Pendidikan

Ketika Anak SMP Buktikan, Mimpi Nggak Butuh Ijazah Dulu

komdigi

“Misha, Si Kecil yang Main di Level Dunia”

BARU usia 13 tahun biasanya sebagian besar anak SMP masih sibuk nyari pensil 2B yang suka raib tiap kali ujian, atau debat kecil soal siapa yang paling jago bikin filter TikTok biar pipi kelihatan tirus. Tapi di pojokan Malang sana, ada satu anak yang malah sibuk bikin engine game. Namanya Adelia Misha, bocah yang kalau ngomongin coding, bikin kepala orang dewasa jadi error syntax.

Misha bukan anak orang kaya yang punya PC gaming dengan lampu RGB seharga motor, katanya, laptop yang dia pakai sering panas kayak teflon habis goreng tempe mendoan, namun semangatnya nggak ikut-ikutan ngehang, dengan modal nekat dan tutorial dari YouTube, dia bikin gim berjudul “Mocchi Mitten Bubble Revenge”. Jangan salah, ini bukan game tentang gosip sekolah atau balas dendam mantan, ini karya orisinal, buatan anak SMP yang belum punya KTP, tapi sudah punya visi besar yang bikin game, bukan drama.

Bahkan waktu teman-teman sebayanya masih sibuk ngitung luas trapesium, Misha sudah mikir soal logika collision detection dan game loop.
Kalau kita lihat timeline-nya, mungkin dari luar kelihatan absurd. Tapi di dunia kreatif, absurd itu justru bahan bakar.

Kata orang bijak, “Setinggi-tingginya bangau terbang, akhirnya mendarat juga di sawah”. Nah, kalau Misha, setinggi-tingginya mimpi dia terbang, malah mendarat di Bali, ikut ajang Indonesia Game Developer eXchange (IGDX) 2025.
Dan hebatnya, dia ke sana naik bus, bukan jet pribadi. Bayangin, perjalanan Malang – Bali yang biasanya buat wisata sekolah, dia manfaatkan buat pamer karya ke dunia.

Kalau ini bukan definisi dedikasi, entah apa lagi, di sekolah, mungkin nilai matematika Misha belum tentu sempurna, tapi siapa tahu, rumus logika pemrogramannya lebih canggih dari pelajaran aljabar.

Masalahnya, sistem pendidikan kita kadang masih ngotot semua anak harus muat di satu kotak. Padahal, ada anak kayak Misha yang kotaknya segitiga, bukan persegi.

> **Data Hasil Ekstraksi**
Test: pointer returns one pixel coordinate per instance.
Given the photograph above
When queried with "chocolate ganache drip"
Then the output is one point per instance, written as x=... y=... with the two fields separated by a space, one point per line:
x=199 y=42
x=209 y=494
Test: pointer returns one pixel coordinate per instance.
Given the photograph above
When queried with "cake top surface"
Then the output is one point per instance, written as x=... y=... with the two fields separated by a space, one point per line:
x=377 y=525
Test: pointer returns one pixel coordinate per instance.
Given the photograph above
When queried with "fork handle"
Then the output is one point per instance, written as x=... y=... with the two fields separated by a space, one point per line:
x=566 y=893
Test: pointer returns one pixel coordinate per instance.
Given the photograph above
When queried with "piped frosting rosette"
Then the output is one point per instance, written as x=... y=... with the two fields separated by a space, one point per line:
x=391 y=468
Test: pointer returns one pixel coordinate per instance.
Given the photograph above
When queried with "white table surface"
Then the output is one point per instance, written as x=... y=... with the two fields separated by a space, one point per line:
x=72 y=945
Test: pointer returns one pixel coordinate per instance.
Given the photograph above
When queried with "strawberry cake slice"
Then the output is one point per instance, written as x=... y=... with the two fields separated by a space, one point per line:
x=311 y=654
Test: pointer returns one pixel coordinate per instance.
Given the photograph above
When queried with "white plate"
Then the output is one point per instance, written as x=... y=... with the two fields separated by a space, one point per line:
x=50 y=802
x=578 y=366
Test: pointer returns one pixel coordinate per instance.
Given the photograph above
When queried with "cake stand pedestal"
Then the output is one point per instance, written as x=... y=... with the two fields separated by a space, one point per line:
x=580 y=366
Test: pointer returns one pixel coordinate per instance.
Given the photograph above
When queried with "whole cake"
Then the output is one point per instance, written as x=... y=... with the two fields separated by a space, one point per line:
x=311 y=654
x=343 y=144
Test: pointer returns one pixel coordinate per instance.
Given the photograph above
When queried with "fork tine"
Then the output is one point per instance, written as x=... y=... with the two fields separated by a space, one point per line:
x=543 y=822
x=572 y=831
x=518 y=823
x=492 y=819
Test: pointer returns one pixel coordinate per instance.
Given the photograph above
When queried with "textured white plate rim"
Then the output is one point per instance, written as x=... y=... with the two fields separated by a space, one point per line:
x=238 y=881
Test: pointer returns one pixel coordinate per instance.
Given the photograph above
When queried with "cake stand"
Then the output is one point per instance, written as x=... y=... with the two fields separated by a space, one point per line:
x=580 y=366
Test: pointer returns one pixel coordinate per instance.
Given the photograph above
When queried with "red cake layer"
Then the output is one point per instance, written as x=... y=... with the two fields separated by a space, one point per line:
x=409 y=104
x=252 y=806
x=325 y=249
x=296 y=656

> **Yang Perlu Dilakukan**
1) Tuliskan ulang paragraf dalam artikel tentang Adelia Misha yang diawali "Misha bukan anak orang kaya" secara lebih ringkas dengan tetap memuat fakta utamanya.
2) Salin kata demi kata bagian artikel tentang Adelia Misha yang dimulai dengan "Masalahnya, sistem pendidikan" dan berlanjut sampai "segitiga, bukan persegi.".
3) Sebutkan semua kesibukan anak SMP sebaya Misha yang disebutkan dalam artikel tentang Adelia Misha.

> **Jawaban Tiap Tugas**
1) Misha tidak punya PC gaming mahal, dan laptopnya sering panas. Meski begitu, dengan tekad dan tutorial dari YouTube, ia membuat gim orisinal berjudul "Mocchi Mitten Bubble Revenge". Ia masih SMP dan belum punya KTP.

2)
Masalahnya, sistem pendidikan kita kadang masih ngotot semua anak harus muat di satu kotak. Padahal, ada anak kayak Misha yang kotaknya segitiga, bukan persegi.

3)
- Mencari pensil 2B yang suka hilang setiap kali ujian
- Berdebat kecil soal siapa yang paling jago membuat filter TikTok agar pipi terlihat tirus
- Menghitung luas trapesium